Directions
Please set down the part of the bank liquidity passage below between "Maturing investments have" and "be highly marketable.", inclusive, word for word.

Text to read
----------------

Our primary sources of funds are dividends from Baylake Bank, investment income, and net proceeds from borrowings. We may also undertake offerings of debt and issue our common stock if and when we deem it prudent to do so, subject to regulatory approval. We generally manage our liquidity position in order to provide funds necessary to meet interest obligations of our trust preferred securities and convertible notes, pay dividends to our shareholders, subject to regulatory restrictions, and repurchase shares. Such restrictions, which govern all state chartered banks, preclude the payment of dividends without the prior written consent of the Wisconsin Department of Financial Institutions - Division of Banking (“WDFI”) if dividends declared and paid by such bank in either of the two immediately preceding years exceeded that bank’s net income for those years. In consultation with our federal and state regulators, our Board of Directors elected to forego the dividend to our shareholders beginning in the first quarter of 2008. In addition, in order to pay dividends in the future, we will need to seek prior approval from WDFI as well as the Federal Reserve Board. There is no assurance that we would receive such approval if sought.
Baylake Bank meets its cash flow needs by having funding sources available to satisfy the credit needs of customers as well as having available funds to satisfy deposit withdrawal requests. Liquidity is derived from deposit growth, payments on and maturities of loans, payments on and maturities of the investment portfolio, access to other funding sources, marketability of certain assets, the ability to use loan and investment portfolios as collateral for secured borrowings and a strong capital position.
Maturing investments have historically been a primary source of liquidity. For the three months ended March 31, 2011, principal payments totaling $12.9 million were received on maturing investments. In addition, we received proceeds of $16.2 million from the sale of investments and we purchased $24.8 million in investments in the same period. At March 31, 2011 the investment portfolio contained $161.5 million of mortgage-backed securities issued by U.S. government sponsored agencies, representing 61.2% of the total investment portfolio. These securities tend to be highly marketable.

----------------

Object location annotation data

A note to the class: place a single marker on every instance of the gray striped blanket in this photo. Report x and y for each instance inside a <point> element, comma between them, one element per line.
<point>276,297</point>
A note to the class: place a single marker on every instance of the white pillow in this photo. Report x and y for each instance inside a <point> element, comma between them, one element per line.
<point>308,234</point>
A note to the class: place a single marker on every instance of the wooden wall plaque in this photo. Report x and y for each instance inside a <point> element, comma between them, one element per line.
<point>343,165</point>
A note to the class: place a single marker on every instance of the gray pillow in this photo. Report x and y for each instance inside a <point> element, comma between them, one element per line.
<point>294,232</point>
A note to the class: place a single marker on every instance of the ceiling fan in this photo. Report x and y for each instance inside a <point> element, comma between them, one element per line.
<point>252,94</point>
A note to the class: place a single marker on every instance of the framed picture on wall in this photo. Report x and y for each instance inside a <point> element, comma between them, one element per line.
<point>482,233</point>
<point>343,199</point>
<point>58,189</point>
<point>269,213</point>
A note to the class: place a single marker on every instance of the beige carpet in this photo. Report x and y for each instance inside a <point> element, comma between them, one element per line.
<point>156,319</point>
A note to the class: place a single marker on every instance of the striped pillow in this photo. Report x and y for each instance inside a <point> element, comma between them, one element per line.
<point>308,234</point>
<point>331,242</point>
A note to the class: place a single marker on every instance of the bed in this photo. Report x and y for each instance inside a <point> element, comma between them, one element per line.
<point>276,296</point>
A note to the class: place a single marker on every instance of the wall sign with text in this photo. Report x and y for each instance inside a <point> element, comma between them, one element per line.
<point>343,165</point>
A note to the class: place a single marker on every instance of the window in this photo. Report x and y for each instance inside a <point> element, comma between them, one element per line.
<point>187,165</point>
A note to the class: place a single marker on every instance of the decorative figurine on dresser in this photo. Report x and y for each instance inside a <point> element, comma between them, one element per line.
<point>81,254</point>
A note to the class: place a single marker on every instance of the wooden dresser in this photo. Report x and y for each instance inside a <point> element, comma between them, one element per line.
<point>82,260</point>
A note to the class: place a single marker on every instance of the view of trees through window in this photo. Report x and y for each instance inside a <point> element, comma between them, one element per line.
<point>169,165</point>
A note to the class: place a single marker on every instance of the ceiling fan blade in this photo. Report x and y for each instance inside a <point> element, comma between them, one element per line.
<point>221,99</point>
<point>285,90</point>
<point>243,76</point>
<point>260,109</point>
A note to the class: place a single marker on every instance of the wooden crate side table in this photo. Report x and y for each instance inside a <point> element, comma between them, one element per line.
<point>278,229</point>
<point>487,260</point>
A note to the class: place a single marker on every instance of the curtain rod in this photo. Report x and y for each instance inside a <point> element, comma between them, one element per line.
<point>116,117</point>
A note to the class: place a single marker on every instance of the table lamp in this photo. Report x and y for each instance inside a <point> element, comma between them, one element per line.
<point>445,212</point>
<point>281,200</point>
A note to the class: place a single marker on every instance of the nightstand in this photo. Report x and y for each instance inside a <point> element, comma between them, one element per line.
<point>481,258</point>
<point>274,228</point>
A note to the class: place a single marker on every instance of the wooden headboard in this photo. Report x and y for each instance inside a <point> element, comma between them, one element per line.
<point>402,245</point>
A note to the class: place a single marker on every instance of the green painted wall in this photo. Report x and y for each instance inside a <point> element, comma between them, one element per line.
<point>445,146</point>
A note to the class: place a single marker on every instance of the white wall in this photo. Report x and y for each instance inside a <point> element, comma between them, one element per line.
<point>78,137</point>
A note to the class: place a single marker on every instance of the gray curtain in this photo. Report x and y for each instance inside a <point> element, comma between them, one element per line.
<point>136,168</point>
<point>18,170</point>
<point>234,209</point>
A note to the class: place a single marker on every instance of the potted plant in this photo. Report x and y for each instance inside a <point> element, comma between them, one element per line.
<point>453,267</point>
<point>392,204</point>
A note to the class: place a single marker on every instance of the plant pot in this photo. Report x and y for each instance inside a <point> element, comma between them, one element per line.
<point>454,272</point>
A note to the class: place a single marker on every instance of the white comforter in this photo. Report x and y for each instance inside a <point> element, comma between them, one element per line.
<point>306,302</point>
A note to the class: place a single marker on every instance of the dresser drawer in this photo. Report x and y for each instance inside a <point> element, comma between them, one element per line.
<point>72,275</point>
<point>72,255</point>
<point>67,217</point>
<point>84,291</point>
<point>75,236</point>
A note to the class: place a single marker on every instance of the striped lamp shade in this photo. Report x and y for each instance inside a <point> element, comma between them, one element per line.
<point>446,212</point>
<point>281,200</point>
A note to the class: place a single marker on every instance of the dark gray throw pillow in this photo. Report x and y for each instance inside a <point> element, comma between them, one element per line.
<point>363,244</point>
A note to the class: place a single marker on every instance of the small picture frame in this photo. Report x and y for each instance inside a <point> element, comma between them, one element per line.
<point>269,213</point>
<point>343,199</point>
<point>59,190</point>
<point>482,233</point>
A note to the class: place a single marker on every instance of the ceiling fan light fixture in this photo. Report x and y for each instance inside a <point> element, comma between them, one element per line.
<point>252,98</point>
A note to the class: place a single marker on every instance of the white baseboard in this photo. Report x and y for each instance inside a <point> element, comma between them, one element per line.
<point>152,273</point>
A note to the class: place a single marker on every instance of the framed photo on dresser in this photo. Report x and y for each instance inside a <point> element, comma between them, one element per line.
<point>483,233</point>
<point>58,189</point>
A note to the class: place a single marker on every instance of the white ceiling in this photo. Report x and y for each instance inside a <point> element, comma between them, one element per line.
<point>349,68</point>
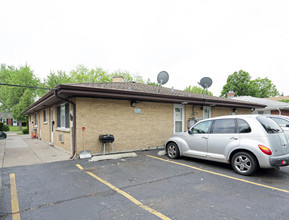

----------------

Answer below
Maturing investments have historically been a primary source of liquidity. For the three months ended March 31, 2011, principal payments totaling $12.9 million were received on maturing investments. In addition, we received proceeds of $16.2 million from the sale of investments and we purchased $24.8 million in investments in the same period. At March 31, 2011 the investment portfolio contained $161.5 million of mortgage-backed securities issued by U.S. government sponsored agencies, representing 61.2% of the total investment portfolio. These securities tend to be highly marketable.